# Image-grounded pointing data
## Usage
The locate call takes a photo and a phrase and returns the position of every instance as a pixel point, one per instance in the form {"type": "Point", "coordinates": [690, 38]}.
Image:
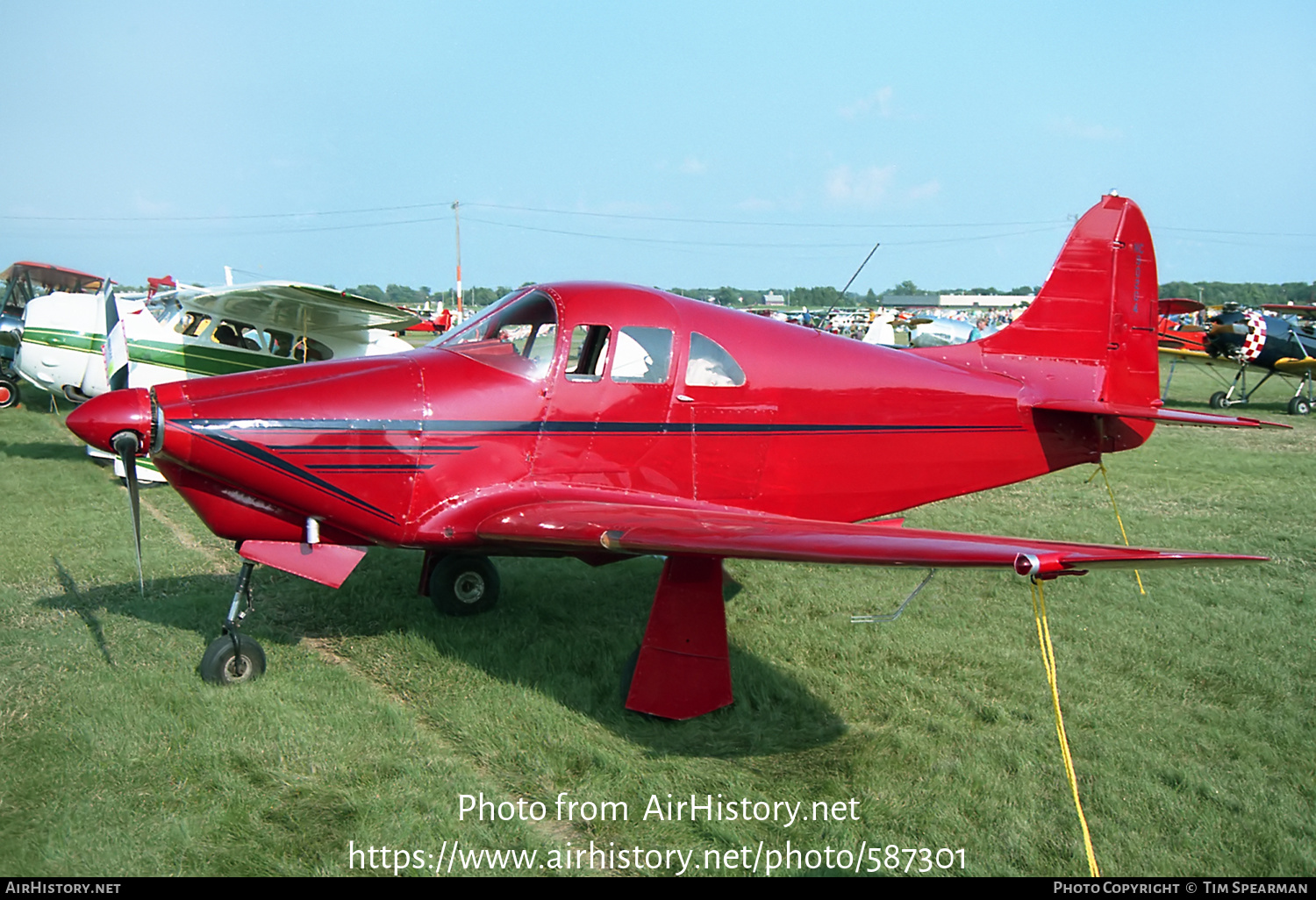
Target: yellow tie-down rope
{"type": "Point", "coordinates": [1044, 639]}
{"type": "Point", "coordinates": [1100, 468]}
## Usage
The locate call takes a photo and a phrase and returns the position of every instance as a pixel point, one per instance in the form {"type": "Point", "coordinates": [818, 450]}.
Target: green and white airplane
{"type": "Point", "coordinates": [192, 332]}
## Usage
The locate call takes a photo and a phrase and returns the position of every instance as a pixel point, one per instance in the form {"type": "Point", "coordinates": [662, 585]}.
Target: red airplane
{"type": "Point", "coordinates": [605, 421]}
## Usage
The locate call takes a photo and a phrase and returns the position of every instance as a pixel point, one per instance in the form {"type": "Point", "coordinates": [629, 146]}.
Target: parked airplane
{"type": "Point", "coordinates": [1239, 339]}
{"type": "Point", "coordinates": [605, 421]}
{"type": "Point", "coordinates": [191, 332]}
{"type": "Point", "coordinates": [25, 281]}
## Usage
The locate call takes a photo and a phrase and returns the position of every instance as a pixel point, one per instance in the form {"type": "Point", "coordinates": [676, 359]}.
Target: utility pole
{"type": "Point", "coordinates": [457, 218]}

# Aim of the exercise
Would you transcribe each of the entries exactly, skipping the pictures?

# Answer below
## Usage
The locate call takes a photo and a phrase and returns the position of every instance as a pixel point, one per instance in the form {"type": "Point", "coordinates": [690, 38]}.
Image:
Target: yellow tie-down rope
{"type": "Point", "coordinates": [1044, 639]}
{"type": "Point", "coordinates": [1100, 468]}
## Usage
The locate call takes a photo and a phrase and returns the position of every instance as a pixel point, one per instance in the form {"type": "Point", "coordinates": [818, 450]}.
Target: green and white airplane
{"type": "Point", "coordinates": [192, 332]}
## Usage
The locate call takes a photo and a phrase and returns the position of every instance as a pixel point, one per instance in the form {"type": "Point", "coordinates": [662, 585]}.
Target: red airplane
{"type": "Point", "coordinates": [605, 421]}
## Usage
The locate call takes a photo and a phrase and returns the position of every instance as a pixel point, one per instance in the form {"type": "Point", "coordinates": [629, 146]}.
Target: parked airplane
{"type": "Point", "coordinates": [1239, 339]}
{"type": "Point", "coordinates": [605, 421]}
{"type": "Point", "coordinates": [191, 332]}
{"type": "Point", "coordinates": [25, 281]}
## Usage
The locate call takes a photo and a phrase and returns the position of every instance as a pixel point, one per instance in the form {"type": "Point", "coordinates": [676, 359]}.
Target: utility pole
{"type": "Point", "coordinates": [457, 218]}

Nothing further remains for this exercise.